__Given passage__:
========================================================================

The condition number problem is un-avoidable if only the matrix-by-vector product is used.
Thus we need an army of preconditioners to solve it.
There are several general purpose preconditioners that we can use,
but often for a particular problem a special design is needed.
The general concept of the preconditioner is simple:
Given a linear system
$$A x = f,$$we want to find the matrix $P_R$ (or $P_L$) such that
Then we solve for (right preconditioner)
$$ AP_R^{-1} y = f \quad \Rightarrow \quad P_R x = y$$or (left preconditioner)
$$ P_L^{-1} A x = P_L^{-1}f,$$or even both $$ P_L^{-1} A P_R^{-1} y = P_L^{-1}f \quad \Rightarrow \quad P_R x = y.$$
The best choice is of course $P = A,$ but this does not make life easier.

========================================================================

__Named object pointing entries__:
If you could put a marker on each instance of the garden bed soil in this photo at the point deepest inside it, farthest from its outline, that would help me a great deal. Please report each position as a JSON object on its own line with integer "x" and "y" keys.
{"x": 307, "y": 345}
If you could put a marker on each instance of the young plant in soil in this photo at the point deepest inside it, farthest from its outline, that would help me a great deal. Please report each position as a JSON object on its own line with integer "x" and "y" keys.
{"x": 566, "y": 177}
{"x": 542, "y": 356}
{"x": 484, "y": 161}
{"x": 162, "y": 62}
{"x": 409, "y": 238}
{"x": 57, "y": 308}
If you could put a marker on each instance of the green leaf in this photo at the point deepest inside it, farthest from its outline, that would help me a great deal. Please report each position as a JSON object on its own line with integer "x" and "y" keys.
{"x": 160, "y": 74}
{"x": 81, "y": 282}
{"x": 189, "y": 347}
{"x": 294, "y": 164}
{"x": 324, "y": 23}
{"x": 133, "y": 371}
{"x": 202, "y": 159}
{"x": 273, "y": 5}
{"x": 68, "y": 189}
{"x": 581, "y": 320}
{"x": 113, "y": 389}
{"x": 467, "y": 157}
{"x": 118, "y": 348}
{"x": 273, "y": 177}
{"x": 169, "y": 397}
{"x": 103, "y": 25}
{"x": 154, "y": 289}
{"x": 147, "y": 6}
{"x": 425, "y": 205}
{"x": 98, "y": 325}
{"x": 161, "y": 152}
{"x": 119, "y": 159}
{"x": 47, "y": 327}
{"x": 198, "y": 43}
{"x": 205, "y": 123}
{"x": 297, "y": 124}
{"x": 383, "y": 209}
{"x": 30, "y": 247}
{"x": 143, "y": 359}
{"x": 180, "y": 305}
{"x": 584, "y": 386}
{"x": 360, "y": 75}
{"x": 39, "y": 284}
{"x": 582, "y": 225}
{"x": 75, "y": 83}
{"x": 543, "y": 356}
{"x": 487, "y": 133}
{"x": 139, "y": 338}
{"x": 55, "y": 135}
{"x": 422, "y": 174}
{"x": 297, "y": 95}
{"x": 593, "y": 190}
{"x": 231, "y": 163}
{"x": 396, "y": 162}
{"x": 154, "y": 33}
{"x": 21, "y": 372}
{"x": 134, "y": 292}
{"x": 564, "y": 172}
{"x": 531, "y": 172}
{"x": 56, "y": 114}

========================================================================

__Task instructions__:
**a)** Answer these questions about the preconditioner passage:
(i) According to the passage, under what condition is the condition number problem unavoidable?
(ii) With a right preconditioner, which equation yields x once y is found?
(iii) What does the passage call the best choice of P?
**b)** Continue the preconditioner passage, beginning after its final sentence.
The entries are not required for any of the work that follows.

__Set of answers__:
**a)**
(i) When only the matrix-by-vector product is used.
(ii) $P_R x = y$.
(iii) $P = A$, although this does not make life easier.

**b)**
One of the ideas is to use other iterative methods (beside Krylov) as preconditioners.
Consider again the matrix with non-zero diagonal. To get the Jacobi method is when you express the diagonal element:
$$a_{ii} x_i = -\sum_{i \ne j} a_{ij} x_j + f_i$$and use this to iteratively update $x_i$: $$ x_i^{(k+1)} = -\frac{1}{a_{ii}}\left( \sum_{i \ne j} a_{ij} x_j^{(k)} + f_i \right),$$ or in the matrix form $$ x^{(k+1)} = D^{-1}\left((D-A)x^{(k)} + f\right) $$ where $D = \mathrm{diag}(A)$ and finally $$ x^{(k+1)} = x^{(k)} - D^{-1}(Ax^{(k)} - f). $$
So, Jacobi method is nothing, but simple Richardson iteration with $\tau=1$ and left preconditioner $P = D$ - diagonal of a matrix. Therefore we will refer to $P = \mathrm{diag}(A)$ as Jacobi preconditioner. Note that it can be used for any other method like Chebyshev or Krylov-type methods.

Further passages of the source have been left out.